[Start of AVAILABLE RECORDS]
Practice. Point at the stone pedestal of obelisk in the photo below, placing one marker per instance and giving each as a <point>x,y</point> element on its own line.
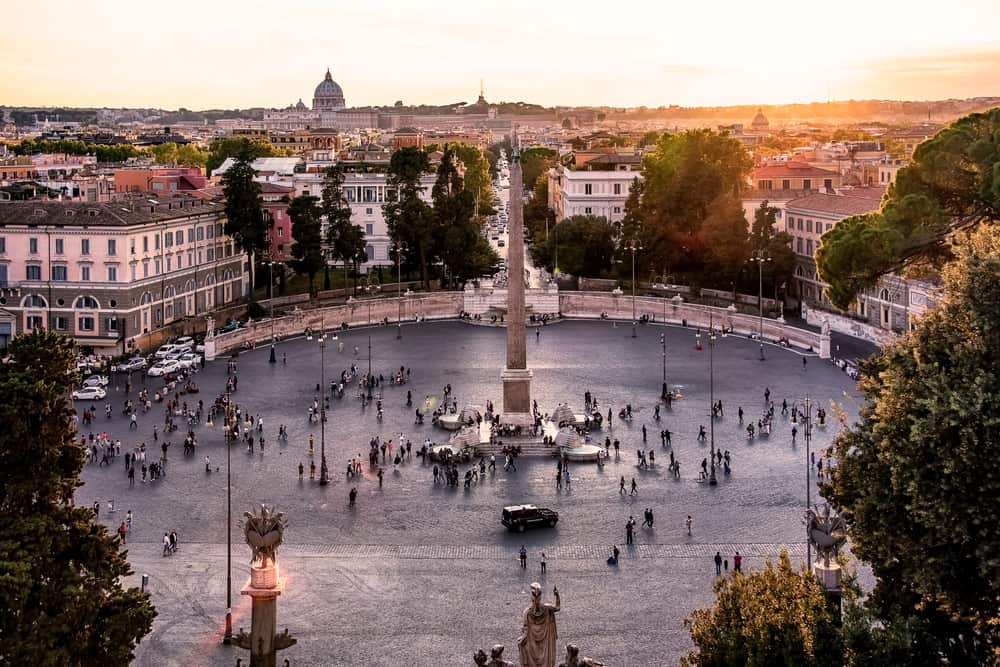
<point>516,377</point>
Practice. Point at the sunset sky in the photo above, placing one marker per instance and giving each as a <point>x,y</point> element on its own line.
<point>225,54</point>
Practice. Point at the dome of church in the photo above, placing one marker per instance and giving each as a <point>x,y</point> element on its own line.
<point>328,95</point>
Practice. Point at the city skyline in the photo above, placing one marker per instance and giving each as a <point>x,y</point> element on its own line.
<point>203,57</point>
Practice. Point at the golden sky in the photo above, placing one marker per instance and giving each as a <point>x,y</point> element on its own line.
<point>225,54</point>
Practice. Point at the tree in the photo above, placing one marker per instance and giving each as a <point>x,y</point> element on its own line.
[End of AVAILABLE RECORDS]
EXERCISE DIRECTIONS:
Copy all of the records above word for word, leaving out the pictures.

SOLUTION TO THIS PROBLEM:
Practice. Point at the stone pedestal of obelisk in the photo below, placing one marker per instance and giving each as a <point>x,y</point> element on its own line.
<point>516,377</point>
Practice. Point at the sunset sky in the photo above, placing one marker per instance and giving each as a <point>x,y</point> element on its own line.
<point>225,54</point>
Practice. Point at the dome of church in the photo above, placing one marker per instance and giving each as a <point>x,y</point> element on its own line.
<point>328,95</point>
Practice. Point at the city skyline in the photo above, placing one marker per instance and giving each as a <point>x,y</point> element on its own line.
<point>203,57</point>
Practice. Point at the golden sky in the photo above, placing one marker per instance and giving each as a <point>x,y</point> element on its own line.
<point>225,54</point>
Practice. Point at the tree in the photo above, placing one marker per instance and giving each as a <point>x,y</point> element on its own line.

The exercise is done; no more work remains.